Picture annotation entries
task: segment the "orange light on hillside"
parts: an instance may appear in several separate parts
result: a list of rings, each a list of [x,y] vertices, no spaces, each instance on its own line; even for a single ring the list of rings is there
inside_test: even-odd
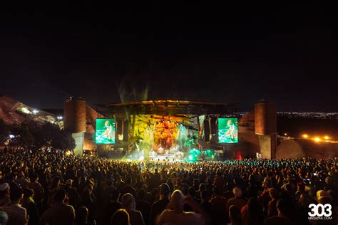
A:
[[[314,140],[317,142],[320,142],[320,138],[319,137],[314,137]]]

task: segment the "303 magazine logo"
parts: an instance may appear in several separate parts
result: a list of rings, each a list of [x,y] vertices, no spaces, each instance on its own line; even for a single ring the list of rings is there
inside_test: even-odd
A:
[[[329,204],[310,204],[309,209],[311,211],[309,212],[309,219],[332,219],[332,206]]]

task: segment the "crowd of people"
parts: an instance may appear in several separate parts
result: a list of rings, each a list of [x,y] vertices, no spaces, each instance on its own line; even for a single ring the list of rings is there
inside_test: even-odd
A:
[[[0,152],[0,224],[337,224],[334,159],[116,161]],[[311,204],[331,218],[310,219]]]

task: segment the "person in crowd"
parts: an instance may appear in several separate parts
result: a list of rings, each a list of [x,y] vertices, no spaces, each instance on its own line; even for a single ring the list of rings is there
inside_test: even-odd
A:
[[[269,190],[271,201],[267,204],[267,217],[277,216],[278,211],[277,210],[277,202],[280,199],[280,192],[275,188],[270,188]]]
[[[9,221],[9,216],[4,211],[0,211],[0,224],[6,225]]]
[[[95,203],[96,197],[93,193],[93,187],[92,184],[87,184],[83,192],[82,192],[80,204],[82,206],[86,206],[89,211],[89,221],[92,222],[94,219]]]
[[[138,193],[138,200],[136,202],[136,210],[140,211],[143,216],[145,224],[149,224],[149,219],[150,217],[150,204],[145,201],[145,192],[140,189]]]
[[[155,224],[156,218],[160,215],[167,205],[170,202],[170,200],[169,200],[170,195],[170,191],[169,185],[166,183],[162,184],[160,187],[160,199],[154,202],[151,206],[149,224],[153,225]]]
[[[260,225],[263,223],[262,206],[256,198],[250,198],[241,209],[242,225]]]
[[[89,225],[88,223],[88,209],[86,206],[78,208],[75,216],[75,224],[76,225]]]
[[[78,193],[76,189],[72,187],[73,180],[68,179],[65,182],[64,189],[67,194],[67,197],[68,199],[68,203],[74,209],[76,208],[77,199],[78,199]]]
[[[173,209],[165,209],[158,218],[158,224],[204,224],[205,216],[202,214],[193,211],[185,212],[183,211],[183,202],[188,204],[191,207],[198,211],[199,205],[193,198],[187,197],[185,198],[180,190],[175,190],[171,194],[171,202],[168,207]]]
[[[106,204],[103,209],[103,223],[109,224],[113,214],[121,207],[121,204],[118,202],[120,199],[120,192],[115,189],[111,196],[111,200]]]
[[[240,208],[236,205],[232,205],[229,208],[229,218],[230,219],[230,225],[241,225]]]
[[[130,225],[129,214],[126,209],[118,209],[111,216],[111,225]]]
[[[239,189],[238,187],[234,187],[232,189],[232,193],[235,195],[235,197],[230,199],[227,202],[227,211],[229,213],[229,209],[231,206],[235,205],[236,206],[238,209],[240,209],[240,209],[242,207],[243,207],[245,205],[247,204],[247,201],[244,199],[242,196],[242,190]],[[236,210],[236,209],[234,209]]]
[[[278,211],[278,216],[269,217],[264,221],[264,225],[282,225],[295,224],[290,218],[290,209],[287,208],[287,202],[283,199],[280,199],[277,202],[277,209]]]
[[[54,203],[40,218],[40,225],[73,225],[75,222],[75,210],[72,206],[64,203],[66,191],[56,191],[53,195]]]
[[[121,208],[129,214],[130,225],[144,225],[143,217],[140,211],[136,210],[135,198],[130,193],[123,194],[121,198]]]
[[[39,211],[42,211],[43,200],[45,199],[45,190],[42,185],[39,182],[39,175],[37,174],[32,174],[30,177],[30,182],[27,184],[27,187],[31,189],[34,192],[33,199],[34,200]]]
[[[25,208],[21,206],[21,202],[24,197],[22,189],[19,187],[11,188],[11,202],[1,206],[1,210],[6,212],[9,219],[7,225],[27,224],[29,216]]]
[[[0,207],[6,206],[11,202],[9,197],[9,183],[3,183],[0,184]]]
[[[221,224],[221,222],[217,220],[215,209],[214,205],[210,202],[210,194],[206,190],[200,192],[200,206],[205,211],[205,224]]]
[[[29,216],[29,225],[39,224],[40,215],[38,207],[34,200],[34,191],[25,188],[24,189],[24,199],[21,201],[21,206],[26,209]]]
[[[56,176],[55,177],[49,186],[48,191],[48,206],[51,206],[53,202],[53,196],[56,193],[56,191],[60,188],[60,177]]]
[[[337,159],[243,158],[195,163],[148,159],[123,162],[94,155],[88,157],[66,155],[63,151],[53,149],[31,150],[26,147],[0,150],[0,211],[4,211],[9,206],[21,211],[15,206],[15,200],[11,202],[11,196],[14,197],[16,189],[22,185],[33,189],[34,194],[24,194],[24,199],[20,200],[20,203],[26,206],[25,202],[31,204],[33,199],[41,217],[47,211],[55,212],[58,209],[67,208],[63,205],[68,206],[69,203],[76,211],[83,206],[88,208],[88,224],[96,221],[98,224],[108,224],[113,214],[121,208],[118,202],[121,192],[135,190],[135,193],[130,194],[138,195],[137,209],[141,211],[145,223],[153,225],[156,217],[165,209],[174,209],[169,196],[178,189],[185,195],[183,211],[205,215],[203,221],[207,224],[232,222],[229,218],[230,208],[232,204],[240,207],[244,204],[242,200],[245,201],[244,197],[250,198],[241,210],[242,223],[245,225],[262,224],[265,219],[267,223],[270,218],[308,224],[307,212],[312,203],[330,204],[332,221],[336,222],[334,224],[337,222],[335,220],[338,203]],[[27,184],[25,179],[29,182]],[[73,181],[71,184],[71,180]],[[168,184],[159,185],[165,182]],[[72,188],[80,196],[68,192]],[[237,191],[234,192],[234,188],[240,189],[242,194],[238,194]],[[54,204],[53,196],[63,189],[66,190],[63,202]],[[116,189],[118,192],[115,192]],[[144,190],[144,200],[141,200],[143,199],[141,189]],[[14,194],[11,193],[12,190]],[[279,197],[274,194],[276,191]],[[192,197],[201,202],[199,206],[204,209],[205,214],[188,204],[187,199]],[[227,209],[227,203],[232,202],[230,201],[232,199],[235,203],[230,203]],[[238,199],[241,200],[237,201]],[[276,202],[280,200],[284,203],[281,202],[278,207]],[[138,202],[143,201],[151,206],[149,223],[146,221],[146,210],[143,209],[147,207],[139,207],[141,204]],[[237,202],[240,204],[237,204]],[[287,206],[283,207],[283,204]],[[28,208],[26,214],[31,214]],[[232,212],[236,213],[234,210]],[[68,211],[71,214],[71,211]],[[185,215],[180,210],[175,211]],[[13,216],[11,214],[9,216],[11,223]],[[60,219],[56,216],[55,218],[56,221]],[[317,224],[320,222],[323,221],[312,221]]]

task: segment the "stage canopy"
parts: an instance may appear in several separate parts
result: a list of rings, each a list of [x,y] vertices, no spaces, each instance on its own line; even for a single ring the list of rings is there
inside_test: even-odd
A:
[[[237,103],[213,103],[187,100],[158,100],[126,103],[97,104],[114,115],[176,115],[232,113]]]

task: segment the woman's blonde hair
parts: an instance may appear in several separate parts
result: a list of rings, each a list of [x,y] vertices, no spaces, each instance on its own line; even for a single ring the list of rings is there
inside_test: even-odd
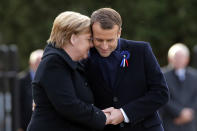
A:
[[[47,43],[55,43],[57,48],[61,48],[70,42],[72,34],[89,31],[90,18],[88,16],[73,11],[65,11],[55,18]]]

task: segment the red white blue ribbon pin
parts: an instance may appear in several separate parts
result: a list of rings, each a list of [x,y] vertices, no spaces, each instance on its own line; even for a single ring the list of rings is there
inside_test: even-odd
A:
[[[121,56],[123,57],[122,58],[122,62],[120,64],[120,67],[128,67],[129,66],[129,63],[128,63],[128,59],[130,58],[130,53],[128,51],[122,51],[121,52]]]

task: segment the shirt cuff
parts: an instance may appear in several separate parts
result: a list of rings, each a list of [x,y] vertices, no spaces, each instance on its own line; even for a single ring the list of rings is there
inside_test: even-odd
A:
[[[123,117],[124,117],[124,122],[125,123],[129,123],[129,118],[127,117],[126,113],[124,112],[124,110],[122,108],[120,108],[120,111],[122,112],[123,114]]]

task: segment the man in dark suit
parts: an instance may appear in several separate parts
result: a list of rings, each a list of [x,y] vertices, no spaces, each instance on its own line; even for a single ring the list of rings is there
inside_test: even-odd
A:
[[[157,110],[168,88],[149,43],[120,38],[122,20],[111,8],[93,12],[91,24],[87,76],[96,106],[111,114],[104,130],[163,131]]]
[[[166,131],[196,131],[197,73],[188,67],[189,49],[181,43],[168,52],[169,68],[165,73],[171,100],[161,109]]]
[[[20,128],[18,131],[26,131],[32,114],[32,88],[31,82],[43,54],[42,49],[37,49],[30,54],[29,70],[19,74],[20,89]]]

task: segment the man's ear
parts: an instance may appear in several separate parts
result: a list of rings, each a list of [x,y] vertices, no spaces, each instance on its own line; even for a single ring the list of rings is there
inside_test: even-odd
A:
[[[70,37],[70,43],[71,45],[74,45],[76,43],[76,35],[75,34],[72,34],[71,37]]]
[[[120,27],[120,29],[119,29],[119,31],[118,31],[118,38],[120,38],[121,32],[122,32],[122,28]]]

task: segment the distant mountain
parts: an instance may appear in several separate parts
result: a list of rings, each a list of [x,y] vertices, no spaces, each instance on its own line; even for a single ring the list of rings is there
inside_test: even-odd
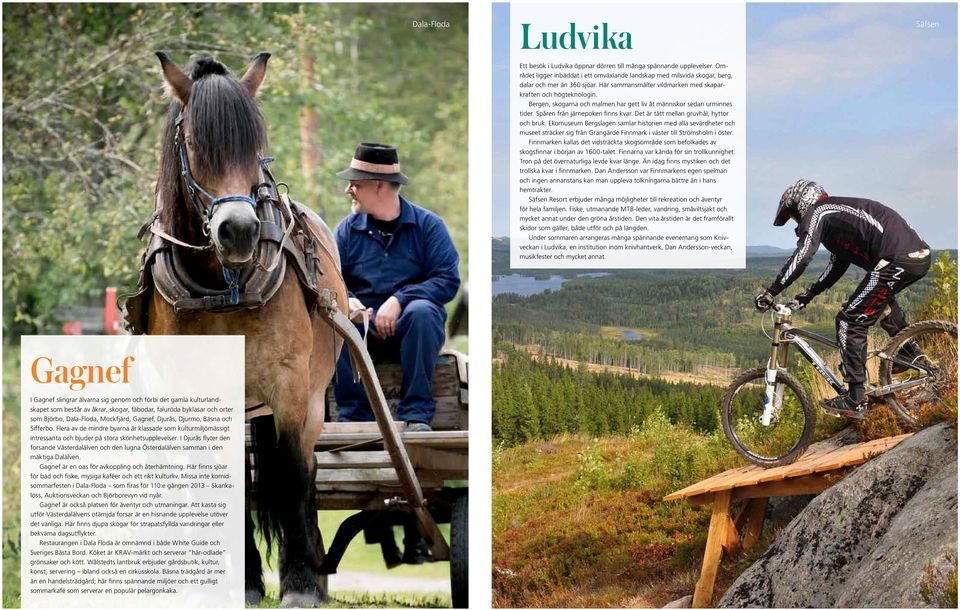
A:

## Direction
Write out the lines of the listing from the one that holds "task: segment the shirt cuff" to the very last line, both included, exactly as they appear and without any pictures.

## Written answer
task: segment the shirt cuff
parts: an instance may appear in several separate parts
result: a list of rings, each a list of [x,y] vertices, no spaces, each instance on its own line; even for a single ring the list of rings is there
inside_test: even-odd
A:
[[[123,117],[124,117],[124,122],[125,123],[129,123],[129,118],[127,117],[126,113],[124,112],[124,110],[122,108],[120,108],[120,111],[122,112],[123,114]]]

task: segment the man in dark suit
parts: an instance may appear in several separate parts
result: a list of rings, each a list of [x,y] vertices, no spaces, each instance on its own line; even for a single ring the list of rings is there
inside_test: even-odd
A:
[[[157,110],[168,88],[149,43],[120,38],[122,20],[111,8],[93,12],[91,24],[87,76],[96,106],[111,114],[104,130],[163,131]]]
[[[166,131],[196,131],[197,73],[188,67],[189,49],[181,43],[168,52],[169,68],[165,73],[171,100],[161,109]]]
[[[20,128],[18,131],[26,131],[32,114],[32,88],[31,82],[43,54],[42,49],[37,49],[30,54],[29,70],[19,74],[20,89]]]

task: segment the man's ear
parts: an instance may appear in several separate parts
result: a list of rings, each a list of [x,y] vertices, no spaces, each instance on its own line; even for a single ring the list of rings is there
inside_test: even-odd
A:
[[[70,37],[70,43],[71,45],[74,45],[76,43],[76,35],[75,34],[72,34],[71,37]]]
[[[120,27],[120,29],[119,29],[119,31],[118,31],[118,38],[120,38],[121,32],[122,32],[122,28]]]

task: segment the distant mountain
parts: an instance may appear in several separate parts
result: a list of rings, each a list of [x,y] vertices, no spaces, each instance on its own line; even for a single ring the list of rings is there
inside_test: even-odd
A:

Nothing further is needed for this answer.